## QUOTED TEXT
━━━━━━━━━━━━━━━━━━━━
Check Point reported that three unnamed UK firms had been targeted by a hacker known as the Florentine Banker, using a scam that was frightening in its simplicity. The fraudster used a succession of fake emails and lookalike web domains in what was essentially a classic phishing scheme.

In December 2019, four attempts were made to wire the money to fraudulent bank accounts set up in the UK and Hong Kong. Around half the money was salvaged thanks to emergency intervention measures. The rest, however, appears to be gone forever.

A rising trend

Richard Horne is a partner at PwC who focuses on cybersecurity. He says there is a growing trend towards online criminal gangs setting their sites on financial institutions. Like the phishing emails against which we are forever warning our elderly loved ones, the criminals use the simple bait of an email containing a link that looks innocuous, trustworthy or both.

Click the link, however, and the recipient downloads malware or is perhaps duped into providing login information that then gives the criminals open access to company networks. In the case of the Florentine Banker, senior executives were typically targeted. In the first stage of the attack, all it took was to send emails to two such individuals.

One unwittingly provided login credentials, and the criminals had their foot in the door. From there, the attacks continued over a period of weeks, with each new successful target providing more information about the company and allowing the scammers to tighten their grip.

The perfect target

It is easy to assume that hackers would steer clear of financial institutions due to the controls that we can reasonably expect to be in place. However, the prize is seen to be worth the price according to Maten Ben David, a Check Point analyst. He stated in his report that private equity and venture capital businesses are “the perfect target” due to their routine involvement in significant money transfers.

Cybersecurity is a high priority and a 2018 survey by PwC showed that 41 percent of analysts and investors worry about being a victim of cybercrime and cyberattacks. Especially considering that a recent report by PrivacyAffairs revealed that cyberattacks have increased by 440% over the last 10 years.

This made it the largest business risk, up from fifth in 2017. The latest events show that there is always more to do and standing still is no way to stay a step ahead of the fraudsters.
━━━━━━━━━━━━━━━━━━━━
## GIVEN REQUEST 1
Which lines of the listing below contain the string "sleeve"? List each of them in full.

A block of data
━━━━━━━━━━━━━━━━━━━━
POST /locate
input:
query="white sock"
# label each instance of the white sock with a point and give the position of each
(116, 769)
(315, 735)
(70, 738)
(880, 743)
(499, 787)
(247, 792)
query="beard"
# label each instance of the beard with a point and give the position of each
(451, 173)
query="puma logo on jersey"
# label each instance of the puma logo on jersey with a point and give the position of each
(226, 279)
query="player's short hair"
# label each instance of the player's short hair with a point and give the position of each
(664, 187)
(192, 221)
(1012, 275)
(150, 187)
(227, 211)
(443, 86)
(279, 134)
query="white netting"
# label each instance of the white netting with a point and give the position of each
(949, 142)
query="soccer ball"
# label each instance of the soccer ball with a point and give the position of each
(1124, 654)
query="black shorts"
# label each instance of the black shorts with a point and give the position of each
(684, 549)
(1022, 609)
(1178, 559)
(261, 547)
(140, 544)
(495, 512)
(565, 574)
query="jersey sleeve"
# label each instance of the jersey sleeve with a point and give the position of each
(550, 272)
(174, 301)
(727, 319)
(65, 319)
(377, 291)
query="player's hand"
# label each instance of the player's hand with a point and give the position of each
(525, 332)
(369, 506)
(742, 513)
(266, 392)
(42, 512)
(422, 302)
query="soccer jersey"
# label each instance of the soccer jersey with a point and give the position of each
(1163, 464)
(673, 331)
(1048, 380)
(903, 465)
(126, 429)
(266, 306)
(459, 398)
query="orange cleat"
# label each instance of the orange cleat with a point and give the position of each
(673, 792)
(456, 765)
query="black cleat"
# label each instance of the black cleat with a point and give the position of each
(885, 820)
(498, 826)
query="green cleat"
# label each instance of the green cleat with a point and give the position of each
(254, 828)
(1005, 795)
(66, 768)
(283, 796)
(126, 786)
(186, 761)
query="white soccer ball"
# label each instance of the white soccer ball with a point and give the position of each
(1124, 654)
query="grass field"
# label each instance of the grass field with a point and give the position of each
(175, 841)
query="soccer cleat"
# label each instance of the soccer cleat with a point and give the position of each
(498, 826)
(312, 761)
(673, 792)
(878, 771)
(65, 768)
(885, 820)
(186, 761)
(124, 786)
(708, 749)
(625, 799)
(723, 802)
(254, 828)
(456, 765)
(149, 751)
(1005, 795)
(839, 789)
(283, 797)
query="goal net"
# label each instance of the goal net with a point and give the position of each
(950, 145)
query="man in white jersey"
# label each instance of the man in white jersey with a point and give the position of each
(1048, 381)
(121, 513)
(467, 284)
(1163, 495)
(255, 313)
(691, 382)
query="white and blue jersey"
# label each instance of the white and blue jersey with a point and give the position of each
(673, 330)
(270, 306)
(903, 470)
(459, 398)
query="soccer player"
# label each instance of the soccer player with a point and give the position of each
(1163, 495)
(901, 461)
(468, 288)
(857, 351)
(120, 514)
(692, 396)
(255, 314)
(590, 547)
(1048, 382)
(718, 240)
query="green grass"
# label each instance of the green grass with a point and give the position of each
━━━━━━━━━━━━━━━━━━━━
## GIVEN REQUEST 2
In the text on the Florentine Banker phishing scheme, where were the fraudulent bank accounts set up?

## SOLUTION 1
query="jersey sleeve"
# label each instance of the jersey sleeve with a point and give the position of each

## SOLUTION 2
In the UK and Hong Kong.